▶ Instructions to follow
Each line of the listing needs to be given again exactly.

Provided records Block Start

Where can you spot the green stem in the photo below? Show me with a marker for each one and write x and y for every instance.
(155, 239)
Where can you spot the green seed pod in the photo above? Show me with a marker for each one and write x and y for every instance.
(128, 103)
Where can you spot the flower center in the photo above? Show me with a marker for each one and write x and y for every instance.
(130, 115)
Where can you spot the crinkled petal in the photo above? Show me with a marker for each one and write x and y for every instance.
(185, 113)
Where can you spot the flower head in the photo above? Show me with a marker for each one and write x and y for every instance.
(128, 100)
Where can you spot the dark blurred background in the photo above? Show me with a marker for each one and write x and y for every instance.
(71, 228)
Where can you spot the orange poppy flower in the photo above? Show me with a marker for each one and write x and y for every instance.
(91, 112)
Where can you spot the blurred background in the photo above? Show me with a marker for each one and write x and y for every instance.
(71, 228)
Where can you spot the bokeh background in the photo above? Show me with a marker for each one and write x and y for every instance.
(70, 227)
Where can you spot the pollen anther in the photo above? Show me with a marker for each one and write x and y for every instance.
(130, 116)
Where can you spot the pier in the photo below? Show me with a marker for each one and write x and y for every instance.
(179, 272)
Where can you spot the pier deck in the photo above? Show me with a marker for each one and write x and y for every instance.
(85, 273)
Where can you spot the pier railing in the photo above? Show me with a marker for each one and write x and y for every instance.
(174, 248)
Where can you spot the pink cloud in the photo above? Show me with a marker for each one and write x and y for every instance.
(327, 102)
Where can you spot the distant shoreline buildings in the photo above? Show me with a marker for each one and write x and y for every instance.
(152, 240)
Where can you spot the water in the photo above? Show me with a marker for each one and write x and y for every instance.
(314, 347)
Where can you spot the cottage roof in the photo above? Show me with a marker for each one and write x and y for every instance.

Provided records Block End

▶ Solution to the exercise
Where can you spot the green stem in the photo below? Show me with a marker for each one and write x and y for every instance.
(155, 239)
Where can you spot the green seed pod in the photo above? Show me with a marker for each one and write x and y for every instance.
(128, 103)
Where can you spot the flower center in the photo above? Show me with a marker for each one and write x and y for every instance.
(130, 115)
Where can you spot the crinkled petal in the photo above? Show me with a marker for each one and write x and y for every instance.
(185, 113)
Where can you spot the flower head in the photo above? Show me with a marker for each one and write x and y for every instance.
(128, 100)
Where can you spot the dark blurred background in the photo above? Show me with a marker for each one and write x and y for every instance.
(71, 228)
Where can you spot the orange poppy flower in the photo above? Show me with a marker for each one and write x and y for every instance.
(91, 112)
Where can you spot the blurred background in the photo above? Show me with a marker for each one and write x and y for every instance.
(71, 228)
Where can you spot the bokeh background in the photo above? Show me with a marker for each one and write x and y for every instance.
(70, 227)
Where can you spot the pollen anther in the photo above? Show me with a marker for each one and write x and y for every instance.
(130, 116)
Where can you spot the pier in the photo below? Show me with a marker for each one and write x and y for every instance.
(179, 272)
Where can you spot the pier deck in the photo above? Show me with a marker for each one and write x and y for every instance.
(85, 273)
Where can you spot the pier railing in the photo above? Show me with a marker for each one and write x and y for every instance.
(174, 248)
Where can you spot the pink cloud in the photo above? Show me with a marker for each one and write x and y for every instance.
(327, 102)
Where can you spot the distant shoreline buildings in the photo above? Show me with a marker for each one and write x and y for every instance.
(152, 240)
Where can you spot the water in the photo above? Show me with a marker for each one and write x and y for every instance.
(314, 347)
Where can you spot the cottage roof in the photo above? Show me with a marker for each one and write x and y for every instance.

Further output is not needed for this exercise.